PROBLEM => The range to repeat runs from the line with "This docstring documents" to the last line below, both ends included; give it exactly and without pictures.

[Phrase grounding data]
◆ ◆ ◆

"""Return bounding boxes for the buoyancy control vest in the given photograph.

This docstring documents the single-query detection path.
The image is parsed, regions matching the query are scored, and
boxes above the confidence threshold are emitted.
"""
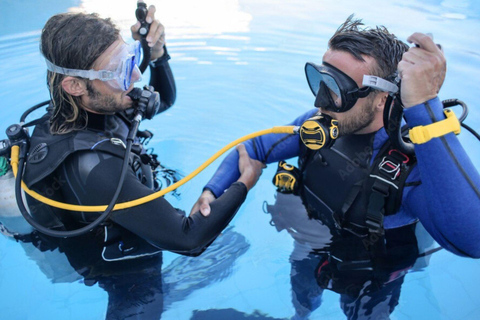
[298,131,416,240]
[23,112,163,261]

◆ ◆ ◆

TASK OUTPUT =>
This docstring documents the single-query detection path.
The image is parsed, regions matching the query are scored, and
boxes above the confidence threshold are emitted.
"""
[298,131,416,240]
[23,112,163,261]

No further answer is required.